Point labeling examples

____________

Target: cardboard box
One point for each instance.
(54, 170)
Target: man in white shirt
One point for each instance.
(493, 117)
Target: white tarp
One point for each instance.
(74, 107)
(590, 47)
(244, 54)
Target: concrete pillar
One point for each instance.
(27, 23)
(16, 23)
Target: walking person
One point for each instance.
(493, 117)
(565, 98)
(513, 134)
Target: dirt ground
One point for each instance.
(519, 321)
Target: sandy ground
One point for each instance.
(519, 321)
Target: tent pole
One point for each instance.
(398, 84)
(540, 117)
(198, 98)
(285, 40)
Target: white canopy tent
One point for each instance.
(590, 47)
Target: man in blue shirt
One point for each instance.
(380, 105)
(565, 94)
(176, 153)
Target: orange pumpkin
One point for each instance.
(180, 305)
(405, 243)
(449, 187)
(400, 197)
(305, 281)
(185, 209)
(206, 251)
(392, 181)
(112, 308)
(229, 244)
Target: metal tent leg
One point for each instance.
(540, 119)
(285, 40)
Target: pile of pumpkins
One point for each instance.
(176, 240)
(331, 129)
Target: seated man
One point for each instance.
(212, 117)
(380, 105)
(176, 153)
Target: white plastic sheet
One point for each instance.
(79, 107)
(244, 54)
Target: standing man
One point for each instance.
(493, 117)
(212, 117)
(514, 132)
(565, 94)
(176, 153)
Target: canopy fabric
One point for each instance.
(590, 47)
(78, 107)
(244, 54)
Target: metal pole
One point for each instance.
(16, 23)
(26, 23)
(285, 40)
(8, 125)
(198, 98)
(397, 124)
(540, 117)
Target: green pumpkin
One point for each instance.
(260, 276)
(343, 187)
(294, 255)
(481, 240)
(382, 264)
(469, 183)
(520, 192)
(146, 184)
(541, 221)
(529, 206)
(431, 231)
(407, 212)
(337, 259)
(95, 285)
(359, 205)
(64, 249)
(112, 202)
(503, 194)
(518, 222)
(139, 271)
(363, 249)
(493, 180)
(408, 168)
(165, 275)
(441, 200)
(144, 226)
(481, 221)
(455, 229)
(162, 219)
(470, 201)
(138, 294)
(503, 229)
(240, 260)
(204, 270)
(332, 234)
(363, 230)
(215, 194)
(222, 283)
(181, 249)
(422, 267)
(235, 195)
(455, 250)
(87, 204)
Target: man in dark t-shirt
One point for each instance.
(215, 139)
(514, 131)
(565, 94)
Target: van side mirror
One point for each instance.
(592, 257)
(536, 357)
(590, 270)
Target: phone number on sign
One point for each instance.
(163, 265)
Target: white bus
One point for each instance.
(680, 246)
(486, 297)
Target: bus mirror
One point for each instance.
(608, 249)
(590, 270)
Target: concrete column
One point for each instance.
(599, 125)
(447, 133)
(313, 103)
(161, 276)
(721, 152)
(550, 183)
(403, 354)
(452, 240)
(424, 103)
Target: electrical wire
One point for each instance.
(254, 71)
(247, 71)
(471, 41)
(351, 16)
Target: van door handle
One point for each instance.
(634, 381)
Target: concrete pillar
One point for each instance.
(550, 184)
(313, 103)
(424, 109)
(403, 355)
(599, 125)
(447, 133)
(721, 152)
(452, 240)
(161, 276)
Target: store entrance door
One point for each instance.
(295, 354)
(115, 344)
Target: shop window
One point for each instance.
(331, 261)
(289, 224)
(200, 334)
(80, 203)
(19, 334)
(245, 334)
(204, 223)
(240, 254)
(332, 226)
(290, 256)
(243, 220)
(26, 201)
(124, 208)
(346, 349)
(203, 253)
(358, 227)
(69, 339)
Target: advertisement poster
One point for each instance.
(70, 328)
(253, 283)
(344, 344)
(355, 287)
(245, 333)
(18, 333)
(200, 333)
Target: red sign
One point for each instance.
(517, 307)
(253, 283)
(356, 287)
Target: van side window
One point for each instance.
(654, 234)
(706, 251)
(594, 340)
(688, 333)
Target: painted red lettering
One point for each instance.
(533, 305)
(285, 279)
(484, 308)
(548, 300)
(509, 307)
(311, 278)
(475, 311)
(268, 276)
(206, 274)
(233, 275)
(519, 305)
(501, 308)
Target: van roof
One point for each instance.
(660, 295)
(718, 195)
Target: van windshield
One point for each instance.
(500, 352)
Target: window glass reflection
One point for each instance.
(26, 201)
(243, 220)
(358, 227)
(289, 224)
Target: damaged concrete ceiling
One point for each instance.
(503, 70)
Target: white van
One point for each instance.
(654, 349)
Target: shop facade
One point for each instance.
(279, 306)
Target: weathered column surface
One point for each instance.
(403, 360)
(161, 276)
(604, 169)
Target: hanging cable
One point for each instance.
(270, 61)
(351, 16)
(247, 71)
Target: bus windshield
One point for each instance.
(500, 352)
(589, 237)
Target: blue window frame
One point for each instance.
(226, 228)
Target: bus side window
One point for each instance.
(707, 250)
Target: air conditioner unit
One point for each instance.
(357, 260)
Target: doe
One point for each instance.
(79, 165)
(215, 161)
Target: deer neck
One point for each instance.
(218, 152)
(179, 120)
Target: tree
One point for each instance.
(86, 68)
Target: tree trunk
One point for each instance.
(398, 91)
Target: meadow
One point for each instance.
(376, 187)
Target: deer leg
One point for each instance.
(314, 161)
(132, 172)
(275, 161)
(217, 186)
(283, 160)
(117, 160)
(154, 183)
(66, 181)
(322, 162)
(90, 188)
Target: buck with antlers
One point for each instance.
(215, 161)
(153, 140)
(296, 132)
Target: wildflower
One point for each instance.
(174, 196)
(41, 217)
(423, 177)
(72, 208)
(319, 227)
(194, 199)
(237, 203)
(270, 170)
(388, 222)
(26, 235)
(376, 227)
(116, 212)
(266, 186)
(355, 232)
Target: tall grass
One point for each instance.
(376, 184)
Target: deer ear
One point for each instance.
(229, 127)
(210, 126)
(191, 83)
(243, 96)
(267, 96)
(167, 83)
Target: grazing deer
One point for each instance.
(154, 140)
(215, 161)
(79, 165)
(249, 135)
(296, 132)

____________

▶ [AIM]:
Copy the stretch of rows from the line containing "Target: deer ear" through the end of the rows, and nothing else. Keep the request lines unchanged and increase both numbers in every point coordinate by 149.

▶ [ANSWER FOR THIS EXERCISE]:
Target: deer ear
One point for each instance.
(378, 276)
(359, 275)
(340, 232)
(392, 245)
(416, 245)
(316, 232)
Target: grazing deer
One point for each instance.
(303, 289)
(364, 310)
(228, 314)
(398, 284)
(445, 281)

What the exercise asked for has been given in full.